Continue the 35-week twin pregnancy update after its last sentence.

• [Selected excerpt]

----------------

Another week down, you guys! Now that we are past that “hard cutoff” of 34 weeks per my medical records, I am going to stop using Wednesdays as my update days. Wednesdays are the days my weeks change over per the doctor’s office’s inexact dating method, but my more accurate one uses Sundays. SO. As far as these babies and I are concerned, we hit 35 weeks on Sunday and we are quite happy about it.
Here is where I confess to you that I purposefully chose this top, my most flattering maternity top, to wear today. My OB appointment is probably the only occasion for which I will leave the house this week, so clearly I had to put on something I felt good in and snap my belly picture before making the inevitable return to pajama pants and tee shirts that are now too short to cover the bump. Most days since going on my rest protocol, I have felt like a big, useless, gross lump. All of your sweet comments about my weekly belly selfies really do bolster my mood; I cannot lie. Thanks for making an uncomfortably large pregnant lady feel good 🙂
The Babies are the Size of: Two bunches of carrots, according to my Ovia app. That sounds…pointy.

----------------

• [Records]
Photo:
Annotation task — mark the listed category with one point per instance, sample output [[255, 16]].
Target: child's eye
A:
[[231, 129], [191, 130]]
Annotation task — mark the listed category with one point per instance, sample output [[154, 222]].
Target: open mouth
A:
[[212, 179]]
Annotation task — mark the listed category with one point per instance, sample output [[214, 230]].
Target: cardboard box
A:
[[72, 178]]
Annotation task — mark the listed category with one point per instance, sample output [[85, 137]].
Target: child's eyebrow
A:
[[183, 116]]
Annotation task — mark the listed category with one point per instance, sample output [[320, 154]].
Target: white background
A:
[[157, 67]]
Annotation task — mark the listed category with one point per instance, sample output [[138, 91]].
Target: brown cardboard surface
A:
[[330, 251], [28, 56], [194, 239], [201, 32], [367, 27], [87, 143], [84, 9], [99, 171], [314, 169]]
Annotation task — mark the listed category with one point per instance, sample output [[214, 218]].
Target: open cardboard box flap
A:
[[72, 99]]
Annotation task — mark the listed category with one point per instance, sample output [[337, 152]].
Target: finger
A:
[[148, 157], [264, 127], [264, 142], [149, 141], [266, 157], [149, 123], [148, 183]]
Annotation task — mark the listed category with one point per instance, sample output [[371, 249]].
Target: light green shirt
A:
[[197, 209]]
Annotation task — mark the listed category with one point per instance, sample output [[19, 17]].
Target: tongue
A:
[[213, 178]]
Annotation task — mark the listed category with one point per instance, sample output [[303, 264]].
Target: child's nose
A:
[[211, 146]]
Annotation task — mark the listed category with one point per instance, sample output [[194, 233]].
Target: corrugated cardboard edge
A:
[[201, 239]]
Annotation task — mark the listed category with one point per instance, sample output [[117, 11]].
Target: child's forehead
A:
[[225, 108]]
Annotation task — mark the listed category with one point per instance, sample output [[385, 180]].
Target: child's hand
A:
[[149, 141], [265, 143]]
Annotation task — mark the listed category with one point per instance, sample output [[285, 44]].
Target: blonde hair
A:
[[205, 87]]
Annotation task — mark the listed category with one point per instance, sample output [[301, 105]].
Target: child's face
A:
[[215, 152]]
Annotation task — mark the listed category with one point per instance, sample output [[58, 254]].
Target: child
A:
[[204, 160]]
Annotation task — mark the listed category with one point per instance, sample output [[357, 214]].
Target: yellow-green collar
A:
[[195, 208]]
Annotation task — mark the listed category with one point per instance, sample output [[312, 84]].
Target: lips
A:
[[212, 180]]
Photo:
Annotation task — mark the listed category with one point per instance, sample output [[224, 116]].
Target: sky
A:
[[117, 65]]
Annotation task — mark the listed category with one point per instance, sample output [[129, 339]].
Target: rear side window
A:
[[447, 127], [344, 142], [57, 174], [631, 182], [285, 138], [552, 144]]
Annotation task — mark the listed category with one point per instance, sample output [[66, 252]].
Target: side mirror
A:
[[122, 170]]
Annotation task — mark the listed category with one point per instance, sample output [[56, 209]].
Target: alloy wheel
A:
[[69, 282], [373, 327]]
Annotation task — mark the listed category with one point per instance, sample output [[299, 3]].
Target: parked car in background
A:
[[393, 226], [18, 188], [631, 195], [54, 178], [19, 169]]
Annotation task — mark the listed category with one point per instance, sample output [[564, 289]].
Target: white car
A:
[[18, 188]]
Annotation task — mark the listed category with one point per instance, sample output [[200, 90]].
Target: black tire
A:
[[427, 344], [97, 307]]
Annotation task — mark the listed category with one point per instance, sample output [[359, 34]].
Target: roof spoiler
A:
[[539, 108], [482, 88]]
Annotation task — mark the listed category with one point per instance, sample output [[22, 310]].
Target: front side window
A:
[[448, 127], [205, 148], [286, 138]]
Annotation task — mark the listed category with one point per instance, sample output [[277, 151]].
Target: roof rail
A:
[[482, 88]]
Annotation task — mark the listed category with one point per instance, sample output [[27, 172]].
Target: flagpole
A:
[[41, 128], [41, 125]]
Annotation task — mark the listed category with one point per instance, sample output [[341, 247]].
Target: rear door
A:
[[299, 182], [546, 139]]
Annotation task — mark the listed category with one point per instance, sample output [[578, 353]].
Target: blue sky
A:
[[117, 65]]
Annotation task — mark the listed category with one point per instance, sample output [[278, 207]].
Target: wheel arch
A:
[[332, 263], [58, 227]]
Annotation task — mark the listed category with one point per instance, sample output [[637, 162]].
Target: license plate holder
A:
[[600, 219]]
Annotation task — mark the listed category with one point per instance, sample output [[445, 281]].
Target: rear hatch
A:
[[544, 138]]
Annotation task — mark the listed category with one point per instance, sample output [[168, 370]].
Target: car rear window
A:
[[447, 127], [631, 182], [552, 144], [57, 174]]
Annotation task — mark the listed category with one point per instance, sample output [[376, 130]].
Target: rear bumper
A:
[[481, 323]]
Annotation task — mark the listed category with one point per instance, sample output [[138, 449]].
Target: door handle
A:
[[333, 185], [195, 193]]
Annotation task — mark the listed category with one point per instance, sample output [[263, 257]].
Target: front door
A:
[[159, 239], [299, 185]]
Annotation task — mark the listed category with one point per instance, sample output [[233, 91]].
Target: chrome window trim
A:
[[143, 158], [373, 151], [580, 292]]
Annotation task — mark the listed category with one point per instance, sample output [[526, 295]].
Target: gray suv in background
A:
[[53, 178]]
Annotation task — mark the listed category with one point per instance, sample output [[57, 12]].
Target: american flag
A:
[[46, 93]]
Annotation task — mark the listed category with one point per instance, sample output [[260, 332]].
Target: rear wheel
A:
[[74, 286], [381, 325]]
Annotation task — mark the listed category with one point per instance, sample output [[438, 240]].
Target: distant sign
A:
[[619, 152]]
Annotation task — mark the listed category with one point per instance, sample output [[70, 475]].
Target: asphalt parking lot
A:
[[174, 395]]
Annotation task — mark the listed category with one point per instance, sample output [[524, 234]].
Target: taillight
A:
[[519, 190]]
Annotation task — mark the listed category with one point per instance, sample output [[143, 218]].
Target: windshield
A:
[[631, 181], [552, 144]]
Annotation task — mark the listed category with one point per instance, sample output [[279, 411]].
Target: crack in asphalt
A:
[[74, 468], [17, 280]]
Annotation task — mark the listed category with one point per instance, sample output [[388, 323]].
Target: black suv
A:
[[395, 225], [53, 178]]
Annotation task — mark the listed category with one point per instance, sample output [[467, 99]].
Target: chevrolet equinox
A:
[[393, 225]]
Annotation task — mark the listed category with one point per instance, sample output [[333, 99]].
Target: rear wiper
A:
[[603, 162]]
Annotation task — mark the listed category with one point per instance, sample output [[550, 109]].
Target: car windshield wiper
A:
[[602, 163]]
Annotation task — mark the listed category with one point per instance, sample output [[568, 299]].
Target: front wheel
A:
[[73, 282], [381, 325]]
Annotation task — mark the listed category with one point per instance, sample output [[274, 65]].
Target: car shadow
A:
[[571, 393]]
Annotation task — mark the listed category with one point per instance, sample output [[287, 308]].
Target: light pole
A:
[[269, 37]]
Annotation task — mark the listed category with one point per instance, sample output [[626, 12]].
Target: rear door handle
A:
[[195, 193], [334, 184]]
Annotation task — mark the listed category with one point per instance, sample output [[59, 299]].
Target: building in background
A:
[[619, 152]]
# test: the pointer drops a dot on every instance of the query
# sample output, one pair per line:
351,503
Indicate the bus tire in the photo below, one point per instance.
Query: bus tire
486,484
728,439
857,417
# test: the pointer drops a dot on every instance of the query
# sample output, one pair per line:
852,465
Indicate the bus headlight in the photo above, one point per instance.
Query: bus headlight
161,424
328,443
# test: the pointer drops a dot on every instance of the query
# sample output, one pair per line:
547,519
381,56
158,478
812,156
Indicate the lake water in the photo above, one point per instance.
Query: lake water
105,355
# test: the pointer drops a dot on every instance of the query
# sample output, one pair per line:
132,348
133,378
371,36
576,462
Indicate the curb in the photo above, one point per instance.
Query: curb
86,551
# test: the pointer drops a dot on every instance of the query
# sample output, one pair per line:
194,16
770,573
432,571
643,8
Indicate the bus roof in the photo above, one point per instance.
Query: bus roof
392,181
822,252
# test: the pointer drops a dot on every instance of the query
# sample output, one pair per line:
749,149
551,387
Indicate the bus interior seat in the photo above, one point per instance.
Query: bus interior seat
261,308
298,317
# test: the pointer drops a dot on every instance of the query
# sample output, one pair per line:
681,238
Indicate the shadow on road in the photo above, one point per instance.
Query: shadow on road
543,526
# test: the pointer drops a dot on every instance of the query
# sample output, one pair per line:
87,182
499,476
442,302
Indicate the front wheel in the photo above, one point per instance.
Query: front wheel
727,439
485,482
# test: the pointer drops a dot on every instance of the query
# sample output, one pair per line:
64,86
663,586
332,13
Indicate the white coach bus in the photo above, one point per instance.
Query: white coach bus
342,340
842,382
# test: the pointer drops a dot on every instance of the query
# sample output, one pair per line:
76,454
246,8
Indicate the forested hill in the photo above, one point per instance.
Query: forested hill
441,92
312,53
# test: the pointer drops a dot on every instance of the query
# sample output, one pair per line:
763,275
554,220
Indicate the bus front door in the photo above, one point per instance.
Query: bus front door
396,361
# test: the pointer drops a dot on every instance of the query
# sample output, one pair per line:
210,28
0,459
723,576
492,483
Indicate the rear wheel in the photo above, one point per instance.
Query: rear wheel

----------------

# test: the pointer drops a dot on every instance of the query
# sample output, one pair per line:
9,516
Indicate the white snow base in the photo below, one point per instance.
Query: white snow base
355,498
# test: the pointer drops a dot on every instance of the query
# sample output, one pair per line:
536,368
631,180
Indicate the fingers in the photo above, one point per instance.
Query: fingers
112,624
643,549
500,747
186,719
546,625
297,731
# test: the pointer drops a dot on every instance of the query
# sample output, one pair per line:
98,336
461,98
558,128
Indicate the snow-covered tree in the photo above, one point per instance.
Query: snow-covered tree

----------------

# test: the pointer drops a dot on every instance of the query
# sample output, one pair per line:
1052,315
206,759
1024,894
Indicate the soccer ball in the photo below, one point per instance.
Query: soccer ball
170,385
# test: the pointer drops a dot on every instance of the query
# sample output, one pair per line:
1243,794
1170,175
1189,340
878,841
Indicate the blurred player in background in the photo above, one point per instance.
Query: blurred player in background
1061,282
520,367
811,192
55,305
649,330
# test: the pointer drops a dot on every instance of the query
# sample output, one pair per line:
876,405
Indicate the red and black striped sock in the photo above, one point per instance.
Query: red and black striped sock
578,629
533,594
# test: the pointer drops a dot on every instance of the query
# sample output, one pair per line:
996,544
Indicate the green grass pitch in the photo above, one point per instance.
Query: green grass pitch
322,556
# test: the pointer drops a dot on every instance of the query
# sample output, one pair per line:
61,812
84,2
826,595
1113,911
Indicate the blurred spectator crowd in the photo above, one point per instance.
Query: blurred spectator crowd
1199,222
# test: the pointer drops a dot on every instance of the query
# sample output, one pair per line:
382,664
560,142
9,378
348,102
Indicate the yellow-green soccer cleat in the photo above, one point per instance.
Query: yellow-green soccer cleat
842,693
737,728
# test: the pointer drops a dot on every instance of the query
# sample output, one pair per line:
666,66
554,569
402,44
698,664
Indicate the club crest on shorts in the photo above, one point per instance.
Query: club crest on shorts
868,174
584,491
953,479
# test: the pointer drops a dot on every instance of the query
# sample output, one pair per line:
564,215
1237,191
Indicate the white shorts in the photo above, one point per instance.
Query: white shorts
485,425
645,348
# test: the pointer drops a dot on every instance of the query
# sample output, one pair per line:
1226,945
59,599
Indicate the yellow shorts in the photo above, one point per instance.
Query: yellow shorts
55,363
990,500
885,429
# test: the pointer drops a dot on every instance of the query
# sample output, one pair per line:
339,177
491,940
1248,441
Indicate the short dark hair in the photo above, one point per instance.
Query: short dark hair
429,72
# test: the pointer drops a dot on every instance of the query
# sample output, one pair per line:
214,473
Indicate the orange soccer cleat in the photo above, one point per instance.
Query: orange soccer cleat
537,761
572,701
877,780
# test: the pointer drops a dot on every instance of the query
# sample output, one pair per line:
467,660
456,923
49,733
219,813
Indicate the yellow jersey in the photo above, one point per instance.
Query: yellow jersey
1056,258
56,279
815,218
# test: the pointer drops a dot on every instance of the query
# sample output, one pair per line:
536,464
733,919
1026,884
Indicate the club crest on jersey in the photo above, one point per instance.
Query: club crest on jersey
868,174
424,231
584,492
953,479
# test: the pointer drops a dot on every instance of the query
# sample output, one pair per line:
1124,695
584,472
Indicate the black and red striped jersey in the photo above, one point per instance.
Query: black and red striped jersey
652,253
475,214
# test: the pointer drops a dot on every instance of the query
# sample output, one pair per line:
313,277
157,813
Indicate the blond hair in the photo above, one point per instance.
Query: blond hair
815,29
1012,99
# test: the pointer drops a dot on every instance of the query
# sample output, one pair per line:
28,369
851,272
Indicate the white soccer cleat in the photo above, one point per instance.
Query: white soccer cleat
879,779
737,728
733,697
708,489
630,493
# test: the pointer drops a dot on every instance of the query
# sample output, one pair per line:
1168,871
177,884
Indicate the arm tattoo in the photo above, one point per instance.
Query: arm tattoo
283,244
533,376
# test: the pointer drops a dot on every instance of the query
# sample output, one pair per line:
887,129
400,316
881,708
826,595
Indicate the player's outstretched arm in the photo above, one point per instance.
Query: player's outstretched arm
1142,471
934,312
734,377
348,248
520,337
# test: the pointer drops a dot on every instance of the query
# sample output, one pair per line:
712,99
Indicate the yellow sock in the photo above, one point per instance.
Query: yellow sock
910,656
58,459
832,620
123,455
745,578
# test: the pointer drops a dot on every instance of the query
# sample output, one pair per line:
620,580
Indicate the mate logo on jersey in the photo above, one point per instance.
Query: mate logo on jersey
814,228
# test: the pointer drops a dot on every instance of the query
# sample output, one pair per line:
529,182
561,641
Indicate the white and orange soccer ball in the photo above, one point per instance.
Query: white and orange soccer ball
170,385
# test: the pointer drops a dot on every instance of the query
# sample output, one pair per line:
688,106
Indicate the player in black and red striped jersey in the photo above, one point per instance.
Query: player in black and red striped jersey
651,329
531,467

----------------

• [Output of the task]
How I’m Doing: People give me a lot of credit for being tough or, alternately seem to think I am sailing through pregnancy with no trouble. On the whole, I still think I’ve had a fairly easy pregnancy. Having to stay off my feet has been tough both in terms of work and home, but that’s my only real complaint.
That’s not the only thing going on, though. I feel like I have truly gotten to experience many of the weird or just funny symptoms of pregnancy lately! In the spirit not of complaining, but of being real about what late pregnancy (with twins) is like, I thought it was time to list all the various uncomfortable symptoms I have accumulated at this point:
- My nasal passages swell up at night and I have to sleep breathing through my mouth.
- Lying down makes one or both of my hands/arms go numb and tingly, which wears off once I get up.
- I am a little short of breath at all times.
- I have frequent heartburn at night.
- I sleep okay with a nightly Unisom, but it is still a struggle to stay asleep all night.
- I wake up to take 2-4 trips to the bathroom every night.
- When trying to fall asleep, I get itchy all over my body with a restless-leg feeling that lasts for 20-30 minutes before I can fall asleep.
- I get nosebleeds and bleeding gums.
- My hands are too swollen to wear my wedding rings OR my backup fake wedding ring. My real wedding rings stop just below the first knuckle if I try to put them on.
- My feet are so swollen I can only wear Toms or riding boots on a “good” day and stick to slippers or Birkenstocks on other days.
- I have strong contractions every time I am on my feet and they do not let up until I sit down.
- I have random contractions at random times and sometimes they last up to 5 minutes. For one contraction.
- I am very gassy.
- I have jowls.
- I am very veiny.
- The sight of my own boobs is, frankly, terrifying to me for reasons I won’t describe on this blog.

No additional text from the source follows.